● Material supplied
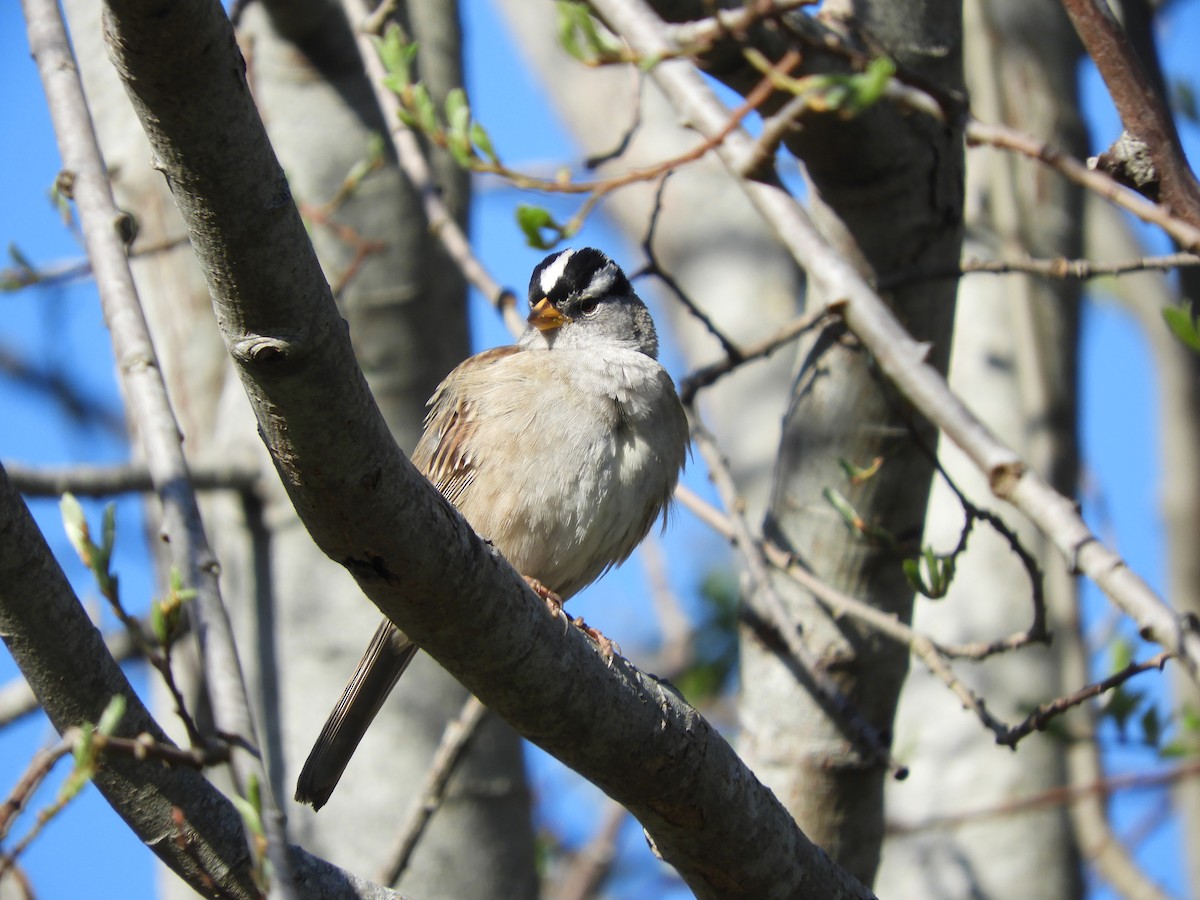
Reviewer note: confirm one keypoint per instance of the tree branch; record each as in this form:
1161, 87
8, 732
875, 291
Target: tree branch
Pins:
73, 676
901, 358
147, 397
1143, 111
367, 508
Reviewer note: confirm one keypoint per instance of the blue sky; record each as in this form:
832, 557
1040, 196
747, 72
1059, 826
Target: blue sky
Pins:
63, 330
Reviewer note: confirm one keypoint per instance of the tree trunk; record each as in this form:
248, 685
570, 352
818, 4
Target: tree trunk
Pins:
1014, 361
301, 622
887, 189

==

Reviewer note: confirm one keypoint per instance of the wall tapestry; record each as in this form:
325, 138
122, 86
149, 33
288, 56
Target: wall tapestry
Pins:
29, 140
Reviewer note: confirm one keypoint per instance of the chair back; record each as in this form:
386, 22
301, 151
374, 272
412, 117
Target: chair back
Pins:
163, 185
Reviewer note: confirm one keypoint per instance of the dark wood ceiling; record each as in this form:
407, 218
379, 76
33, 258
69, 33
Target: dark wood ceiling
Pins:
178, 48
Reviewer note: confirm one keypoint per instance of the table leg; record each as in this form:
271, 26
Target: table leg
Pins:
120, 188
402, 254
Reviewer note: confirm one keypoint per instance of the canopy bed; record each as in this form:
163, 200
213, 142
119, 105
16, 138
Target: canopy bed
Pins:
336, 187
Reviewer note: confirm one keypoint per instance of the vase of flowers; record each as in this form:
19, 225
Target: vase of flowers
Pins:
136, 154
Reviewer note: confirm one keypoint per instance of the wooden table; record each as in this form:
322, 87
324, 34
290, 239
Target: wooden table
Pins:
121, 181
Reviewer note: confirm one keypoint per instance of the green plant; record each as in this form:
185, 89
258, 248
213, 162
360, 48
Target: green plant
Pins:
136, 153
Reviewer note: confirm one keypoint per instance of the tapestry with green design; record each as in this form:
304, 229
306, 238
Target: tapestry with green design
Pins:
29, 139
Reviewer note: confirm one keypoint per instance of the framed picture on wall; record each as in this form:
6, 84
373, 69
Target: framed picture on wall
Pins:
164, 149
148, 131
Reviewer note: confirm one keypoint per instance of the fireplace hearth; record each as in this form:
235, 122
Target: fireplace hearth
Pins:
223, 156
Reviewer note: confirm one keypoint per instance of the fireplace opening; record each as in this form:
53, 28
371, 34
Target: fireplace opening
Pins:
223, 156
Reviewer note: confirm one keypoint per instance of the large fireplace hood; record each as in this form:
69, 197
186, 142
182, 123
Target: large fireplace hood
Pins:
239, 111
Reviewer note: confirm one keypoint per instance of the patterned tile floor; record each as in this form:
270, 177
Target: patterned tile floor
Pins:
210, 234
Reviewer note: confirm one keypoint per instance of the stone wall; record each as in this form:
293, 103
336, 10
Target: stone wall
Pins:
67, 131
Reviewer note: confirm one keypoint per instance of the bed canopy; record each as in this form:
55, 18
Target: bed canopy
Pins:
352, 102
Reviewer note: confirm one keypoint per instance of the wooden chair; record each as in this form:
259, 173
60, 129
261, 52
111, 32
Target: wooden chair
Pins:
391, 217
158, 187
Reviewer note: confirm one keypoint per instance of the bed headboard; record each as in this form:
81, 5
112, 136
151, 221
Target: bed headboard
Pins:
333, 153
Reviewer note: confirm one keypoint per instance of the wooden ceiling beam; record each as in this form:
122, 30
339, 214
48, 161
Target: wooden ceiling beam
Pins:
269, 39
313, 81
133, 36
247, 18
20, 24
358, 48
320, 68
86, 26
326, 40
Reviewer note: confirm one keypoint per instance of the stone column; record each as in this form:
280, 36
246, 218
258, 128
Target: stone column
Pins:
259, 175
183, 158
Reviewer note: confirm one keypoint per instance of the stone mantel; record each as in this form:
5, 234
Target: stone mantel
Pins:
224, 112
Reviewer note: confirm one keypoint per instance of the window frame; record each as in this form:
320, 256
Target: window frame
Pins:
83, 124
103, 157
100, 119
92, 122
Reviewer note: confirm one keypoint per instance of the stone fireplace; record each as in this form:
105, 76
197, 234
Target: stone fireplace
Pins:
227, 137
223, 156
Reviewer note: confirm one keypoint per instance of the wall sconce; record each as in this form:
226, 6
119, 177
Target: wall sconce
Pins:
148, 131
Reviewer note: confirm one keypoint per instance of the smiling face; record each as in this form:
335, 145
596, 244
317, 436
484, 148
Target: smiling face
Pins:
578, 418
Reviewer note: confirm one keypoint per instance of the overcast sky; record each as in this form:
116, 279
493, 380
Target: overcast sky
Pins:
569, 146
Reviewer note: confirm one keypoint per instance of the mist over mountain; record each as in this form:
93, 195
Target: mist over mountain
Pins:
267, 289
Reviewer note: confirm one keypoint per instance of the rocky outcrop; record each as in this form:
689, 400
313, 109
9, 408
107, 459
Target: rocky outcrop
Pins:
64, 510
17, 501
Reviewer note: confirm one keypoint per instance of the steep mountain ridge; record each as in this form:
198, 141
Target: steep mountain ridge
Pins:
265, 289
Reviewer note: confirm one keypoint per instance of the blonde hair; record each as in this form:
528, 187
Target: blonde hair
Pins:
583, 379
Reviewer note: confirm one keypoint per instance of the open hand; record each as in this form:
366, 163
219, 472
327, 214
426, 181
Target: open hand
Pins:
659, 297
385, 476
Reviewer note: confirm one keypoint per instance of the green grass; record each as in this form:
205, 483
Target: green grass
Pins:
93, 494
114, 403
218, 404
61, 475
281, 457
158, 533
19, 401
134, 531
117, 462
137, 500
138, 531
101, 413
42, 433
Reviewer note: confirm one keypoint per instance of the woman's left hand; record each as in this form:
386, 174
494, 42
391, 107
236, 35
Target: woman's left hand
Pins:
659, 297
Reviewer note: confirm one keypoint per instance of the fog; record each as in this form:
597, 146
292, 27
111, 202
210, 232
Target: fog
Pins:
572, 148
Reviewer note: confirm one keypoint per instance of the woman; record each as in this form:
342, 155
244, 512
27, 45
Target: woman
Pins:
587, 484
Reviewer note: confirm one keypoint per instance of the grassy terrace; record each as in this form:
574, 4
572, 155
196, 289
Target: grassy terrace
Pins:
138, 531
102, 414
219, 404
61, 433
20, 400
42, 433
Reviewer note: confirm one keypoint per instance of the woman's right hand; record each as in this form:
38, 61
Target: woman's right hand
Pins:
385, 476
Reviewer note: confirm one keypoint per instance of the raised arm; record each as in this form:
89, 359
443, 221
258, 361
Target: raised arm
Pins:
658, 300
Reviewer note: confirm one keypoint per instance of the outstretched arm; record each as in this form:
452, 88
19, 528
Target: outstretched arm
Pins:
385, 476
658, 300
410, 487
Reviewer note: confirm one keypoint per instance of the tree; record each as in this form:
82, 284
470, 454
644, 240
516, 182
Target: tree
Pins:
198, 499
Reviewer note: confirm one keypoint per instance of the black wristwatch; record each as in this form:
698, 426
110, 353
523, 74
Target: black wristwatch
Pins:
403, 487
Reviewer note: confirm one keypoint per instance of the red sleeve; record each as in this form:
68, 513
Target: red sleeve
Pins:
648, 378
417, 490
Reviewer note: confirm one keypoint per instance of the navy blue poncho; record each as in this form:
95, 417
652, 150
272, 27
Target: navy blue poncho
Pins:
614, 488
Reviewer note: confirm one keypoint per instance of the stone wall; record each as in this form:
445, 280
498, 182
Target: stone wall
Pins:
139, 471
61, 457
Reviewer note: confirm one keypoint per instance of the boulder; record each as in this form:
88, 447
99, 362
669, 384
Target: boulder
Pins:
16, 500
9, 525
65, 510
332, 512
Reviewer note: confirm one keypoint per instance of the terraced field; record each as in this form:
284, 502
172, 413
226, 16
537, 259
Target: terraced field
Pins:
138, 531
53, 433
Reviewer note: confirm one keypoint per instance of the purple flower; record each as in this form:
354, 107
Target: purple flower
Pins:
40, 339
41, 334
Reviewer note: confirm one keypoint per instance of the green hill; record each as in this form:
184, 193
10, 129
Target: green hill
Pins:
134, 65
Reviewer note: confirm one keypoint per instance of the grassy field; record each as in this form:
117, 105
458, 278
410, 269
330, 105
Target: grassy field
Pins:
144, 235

● Work to be completed
Say how many lines in the records contain the string "with". No other text is needed.

● Reply
2